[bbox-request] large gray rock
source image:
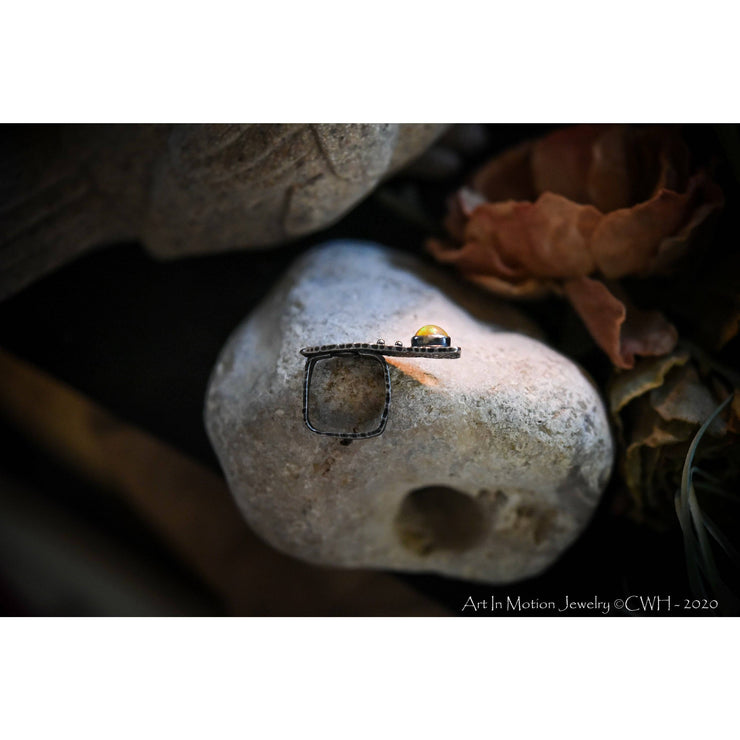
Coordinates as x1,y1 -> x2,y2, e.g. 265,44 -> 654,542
205,243 -> 613,583
0,123 -> 445,298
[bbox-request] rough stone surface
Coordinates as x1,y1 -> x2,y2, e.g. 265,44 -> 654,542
205,242 -> 613,583
0,124 -> 445,298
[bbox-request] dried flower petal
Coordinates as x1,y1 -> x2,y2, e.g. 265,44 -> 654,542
563,277 -> 678,369
429,125 -> 723,368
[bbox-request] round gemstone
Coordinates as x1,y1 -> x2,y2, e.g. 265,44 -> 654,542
411,324 -> 450,347
416,324 -> 447,337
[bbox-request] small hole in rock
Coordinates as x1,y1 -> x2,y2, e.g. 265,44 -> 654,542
396,486 -> 486,555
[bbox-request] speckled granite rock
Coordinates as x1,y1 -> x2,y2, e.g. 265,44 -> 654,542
205,243 -> 613,583
0,123 -> 445,298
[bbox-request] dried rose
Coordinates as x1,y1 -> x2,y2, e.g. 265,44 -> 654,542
429,125 -> 723,369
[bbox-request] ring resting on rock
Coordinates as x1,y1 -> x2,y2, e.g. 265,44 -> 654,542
300,324 -> 462,439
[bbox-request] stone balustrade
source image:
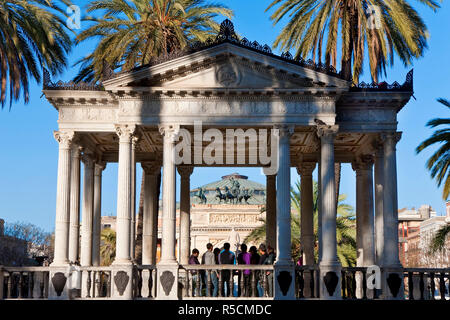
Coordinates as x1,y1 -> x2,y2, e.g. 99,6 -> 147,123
0,265 -> 450,301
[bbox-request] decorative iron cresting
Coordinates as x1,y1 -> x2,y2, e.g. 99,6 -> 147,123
115,19 -> 341,77
350,69 -> 414,92
42,68 -> 104,91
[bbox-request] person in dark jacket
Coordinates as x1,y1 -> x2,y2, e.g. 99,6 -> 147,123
189,249 -> 201,297
219,242 -> 236,297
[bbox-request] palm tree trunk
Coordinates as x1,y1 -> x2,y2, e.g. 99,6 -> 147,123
334,162 -> 341,209
135,174 -> 145,264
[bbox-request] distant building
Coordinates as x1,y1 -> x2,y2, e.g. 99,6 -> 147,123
398,201 -> 450,267
0,219 -> 29,266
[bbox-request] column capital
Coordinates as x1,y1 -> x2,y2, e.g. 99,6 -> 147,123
297,162 -> 316,176
380,132 -> 402,144
273,124 -> 294,139
177,166 -> 194,179
158,124 -> 180,142
141,161 -> 161,176
114,124 -> 136,142
316,124 -> 339,138
352,154 -> 374,172
94,161 -> 107,176
53,130 -> 75,149
81,149 -> 95,168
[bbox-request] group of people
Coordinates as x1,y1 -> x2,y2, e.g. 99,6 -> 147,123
189,242 -> 275,297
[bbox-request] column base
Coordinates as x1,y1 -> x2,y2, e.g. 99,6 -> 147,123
111,262 -> 135,300
319,261 -> 342,300
156,262 -> 179,300
273,261 -> 296,300
380,265 -> 405,300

Exercise brief >> Rewrite everything from the line containing "[bbox-request] person in dark jacket" down to the last line of the items as a JSON list of strings, one string per line, skipping any blank lines.

Completed task >>
[
  "[bbox-request] person in dark jacket",
  "Coordinates as x1,y1 -> x2,y2, e.g. 99,6 -> 147,123",
  "189,249 -> 201,297",
  "219,242 -> 236,297",
  "[bbox-request] palm tree trunk",
  "Coordinates as x1,y1 -> x2,y2, e.g. 99,6 -> 147,123",
  "334,162 -> 341,209",
  "135,174 -> 145,264",
  "[bbox-request] distant building",
  "Coordinates as x1,y1 -> x2,y2, e.g. 99,6 -> 147,123",
  "398,201 -> 450,267",
  "0,219 -> 29,266",
  "[bbox-request] column capital",
  "Coordinates as x1,y1 -> x2,y2, e.g. 99,6 -> 147,123",
  "297,162 -> 316,176",
  "380,132 -> 402,144",
  "273,124 -> 294,139",
  "177,166 -> 194,179",
  "158,124 -> 180,142",
  "141,161 -> 161,176",
  "114,124 -> 136,142",
  "316,124 -> 339,138",
  "352,154 -> 374,172",
  "94,161 -> 107,176",
  "53,130 -> 75,149",
  "81,149 -> 95,168",
  "[bbox-request] group of people",
  "Coordinates as x1,y1 -> x2,y2, e.g. 99,6 -> 147,123",
  "189,242 -> 275,297",
  "[bbox-request] column base",
  "Coordinates as x1,y1 -> x2,y2, e.g. 99,6 -> 147,123",
  "111,262 -> 135,300",
  "319,261 -> 342,300",
  "156,262 -> 179,300",
  "273,261 -> 296,300",
  "380,265 -> 405,300"
]